PROBLEM STATEMENT> Write the records below out again exactly as given, with no images.

MATERIAL FOR THIS TASK>
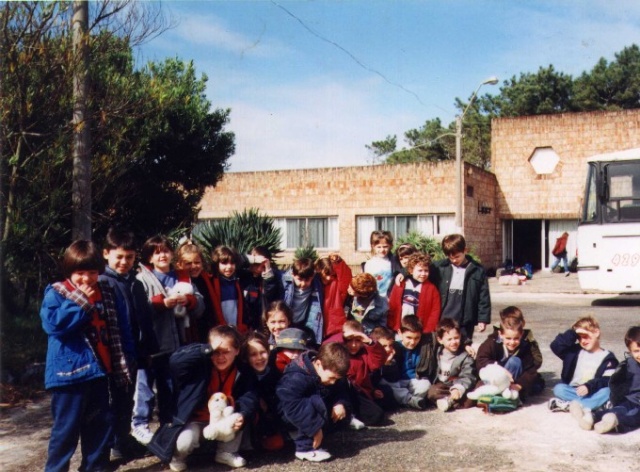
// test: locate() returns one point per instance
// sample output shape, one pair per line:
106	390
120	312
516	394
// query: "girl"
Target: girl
335	275
276	317
381	264
200	371
157	277
79	316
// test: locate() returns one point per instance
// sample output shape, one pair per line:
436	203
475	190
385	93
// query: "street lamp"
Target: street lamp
459	118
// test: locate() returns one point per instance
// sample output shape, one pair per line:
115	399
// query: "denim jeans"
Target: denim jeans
593	401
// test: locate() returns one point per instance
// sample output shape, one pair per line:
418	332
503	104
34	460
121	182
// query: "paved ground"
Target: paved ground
529	439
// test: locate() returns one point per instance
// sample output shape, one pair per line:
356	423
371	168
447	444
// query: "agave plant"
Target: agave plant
241	231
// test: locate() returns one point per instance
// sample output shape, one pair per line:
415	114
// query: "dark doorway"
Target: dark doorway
527	242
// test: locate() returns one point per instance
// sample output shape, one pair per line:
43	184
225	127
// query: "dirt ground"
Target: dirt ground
529	439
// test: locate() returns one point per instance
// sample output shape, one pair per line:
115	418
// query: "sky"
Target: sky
310	83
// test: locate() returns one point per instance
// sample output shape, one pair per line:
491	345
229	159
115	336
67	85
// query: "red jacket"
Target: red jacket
335	293
428	307
367	360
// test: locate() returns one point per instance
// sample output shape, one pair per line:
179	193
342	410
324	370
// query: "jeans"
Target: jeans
80	413
592	402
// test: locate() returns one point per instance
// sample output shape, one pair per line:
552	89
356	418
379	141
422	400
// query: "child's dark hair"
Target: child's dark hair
152	245
255	337
335	358
419	258
405	249
382	332
118	238
632	336
274	307
453	244
228	332
445	325
511	312
411	323
303	268
377	236
81	255
222	255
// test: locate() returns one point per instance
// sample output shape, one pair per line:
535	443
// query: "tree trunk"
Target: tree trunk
81	187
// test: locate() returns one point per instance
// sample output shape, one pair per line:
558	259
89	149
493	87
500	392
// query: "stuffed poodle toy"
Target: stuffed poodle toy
221	419
180	288
496	380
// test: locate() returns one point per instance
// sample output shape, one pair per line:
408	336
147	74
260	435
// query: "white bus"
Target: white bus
609	229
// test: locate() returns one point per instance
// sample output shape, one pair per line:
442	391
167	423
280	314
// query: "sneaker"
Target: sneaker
444	404
142	434
230	459
177	464
608	422
417	403
583	416
555	404
356	424
315	455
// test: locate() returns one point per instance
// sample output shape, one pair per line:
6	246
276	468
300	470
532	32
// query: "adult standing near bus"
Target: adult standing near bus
560	253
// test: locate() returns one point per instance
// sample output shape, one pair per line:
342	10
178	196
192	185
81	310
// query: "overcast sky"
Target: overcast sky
310	83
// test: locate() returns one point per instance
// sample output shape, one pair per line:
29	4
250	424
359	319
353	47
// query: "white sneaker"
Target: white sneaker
356	424
177	464
315	455
230	459
142	434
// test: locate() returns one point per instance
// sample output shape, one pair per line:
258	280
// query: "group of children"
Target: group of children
298	353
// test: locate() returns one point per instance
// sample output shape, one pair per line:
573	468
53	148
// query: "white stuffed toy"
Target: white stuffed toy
180	288
221	419
496	380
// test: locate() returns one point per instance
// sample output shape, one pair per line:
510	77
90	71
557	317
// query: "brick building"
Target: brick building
516	211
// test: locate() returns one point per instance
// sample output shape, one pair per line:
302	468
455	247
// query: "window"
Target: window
401	225
322	233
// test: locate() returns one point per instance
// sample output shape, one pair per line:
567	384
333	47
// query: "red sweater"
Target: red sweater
428	307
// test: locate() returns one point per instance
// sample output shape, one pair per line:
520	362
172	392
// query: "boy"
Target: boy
463	287
304	294
415	295
452	369
586	368
310	395
624	413
511	350
136	330
366	356
411	355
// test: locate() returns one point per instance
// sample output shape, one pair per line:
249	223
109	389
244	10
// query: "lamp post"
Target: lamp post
459	118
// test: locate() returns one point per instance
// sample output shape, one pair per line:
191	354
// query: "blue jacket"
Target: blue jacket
304	401
566	347
70	357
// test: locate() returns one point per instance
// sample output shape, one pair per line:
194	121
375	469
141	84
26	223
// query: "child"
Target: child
136	330
509	348
366	356
277	317
365	304
260	285
452	369
586	367
415	296
463	287
311	398
624	413
381	265
79	316
335	275
411	359
304	293
157	277
200	370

RESULT>
// test: locate() returns one point per instance
// sample output shape, one pair per line:
106	390
120	312
516	394
// query: "girl"
Target: girl
335	275
276	317
381	264
200	371
157	277
79	316
// test: locate() returns one point per instance
// sample output shape, one pair per line:
436	203
475	190
385	93
// query: "street lamp"
Target: street lamp
459	118
// test: locate() returns one point per instance
// sample output shape, one pair per line:
115	399
// query: "denim jeans"
Target: denim jeans
593	401
// test: locate() returns one point per instance
// sample output shape, one pair per line:
418	332
503	104
34	460
121	182
// query: "paved ground"
Target: paved ground
529	439
// test: locate() returns one point per instance
// sample output shape, one pair per line:
356	423
371	168
447	444
// query: "agave plant"
Target: agave plant
241	231
// test: locate() returns one point per instance
// sample output shape, one pair per line:
415	114
// query: "dark doorway"
Target: dark doorway
527	242
// test: locate() returns one point per instance
// sample output shape, one pair per line:
43	184
225	127
// query: "dirt ground"
Target: dirt ground
529	439
// test: locate() returns one point per instance
// sample output shape, one pair per line:
115	418
// query: "sky"
Target: sky
310	83
// test: locate() returns one point per instance
// sample output shape, one pair per line:
491	345
229	159
115	336
67	85
// query: "red jacket"
Target: red jacket
335	293
428	307
367	360
// test: locate() returns one point per instance
// sample output shape, one pair per line:
179	193
342	410
324	370
// query: "jeans"
Target: jeans
80	413
592	402
// test: locate() returns one point per instance
// sample output shape, one pair per line:
552	89
356	418
379	141
422	400
// query: "child's dark hair"
Target: child's dark hair
152	245
255	337
335	358
419	258
405	249
382	332
118	238
632	336
274	307
453	244
228	332
445	325
511	312
411	323
303	268
377	236
81	255
222	255
// test: locate() returns one point per instance
// sample output shape, one pair per line:
535	443
// query: "tree trunk"
Target: tree trunk
81	187
// test: locate() returns one point per instance
// sample output shape, one pair per line:
558	259
89	149
493	87
500	392
// query: "stuffed poodle toy"
Target: stuffed poodle toy
221	419
180	288
496	380
// test: locate() returns one point per instance
// sample output shape, one pair per line:
408	336
147	74
260	435
// query: "white bus"
Target: white bus
609	229
// test: locate() returns one point per instance
// sample output shape, one pair per line:
442	391
167	423
280	314
// query: "sneaker"
Target: sneaker
444	404
142	434
230	459
177	464
608	422
417	403
583	416
555	404
356	424
315	455
// test: locate() returns one point per instance
// sample output shape, one pair per line:
6	246
276	468
300	470
532	32
// query: "adult standing near bus"
Target: adult standing near bus
560	253
// test: locate() returns one point per instance
// sample output shape, one pair per line:
342	10
178	196
192	185
81	310
// query: "overcast sky"
Target: overcast sky
310	83
// test: locate() returns one point per instance
// sample output shape, one pair per line:
29	4
250	424
359	319
353	47
// query: "white sneaker"
Target: white sneaker
356	424
177	464
315	455
230	459
142	434
// test: locate() returns one point per instance
// sample output shape, one pair per line:
258	280
// query: "group of children"
Target: group of children
298	353
// test: locate() returns one point per instance
// sample output shape, one pair per line:
573	468
53	148
// query: "white stuffed toy"
Target: white stuffed toy
180	288
221	419
496	380
// test: locate() returns one point per instance
// sample output shape, one pair per line:
510	77
90	71
557	317
// query: "brick building"
Target: brick building
516	211
// test: locate() returns one point per instance
// sample output shape, one pair per line:
302	468
455	247
// query: "window"
Target: window
401	225
322	233
// test: locate() returns one point per instance
// sample output shape, one pair per line:
567	384
333	47
// query: "red sweater"
Target: red sweater
428	307
// test: locate() returns one point per instance
// sample output shape, one pair per line:
520	362
172	392
// query: "boy"
Target: boy
463	287
304	294
415	295
452	369
586	368
310	395
624	413
511	350
136	330
366	356
411	355
// test: locate() returns one point per instance
// sample output shape, one pair per line:
249	223
109	389
244	10
// query: "lamp post"
Target: lamp post
459	118
// test: locate() returns one point per instance
// sample output shape, one pair per line:
191	354
// query: "blue jacket"
Target: blue jacket
304	401
566	347
70	357
// test: locate() returns one point per instance
// sample output shape, one pair per line:
194	121
375	469
141	84
26	223
// query: "child"
Target: child
136	330
509	348
366	356
277	317
365	304
260	285
452	369
586	367
415	296
463	287
311	398
624	413
381	265
79	316
335	275
411	359
304	293
157	277
200	370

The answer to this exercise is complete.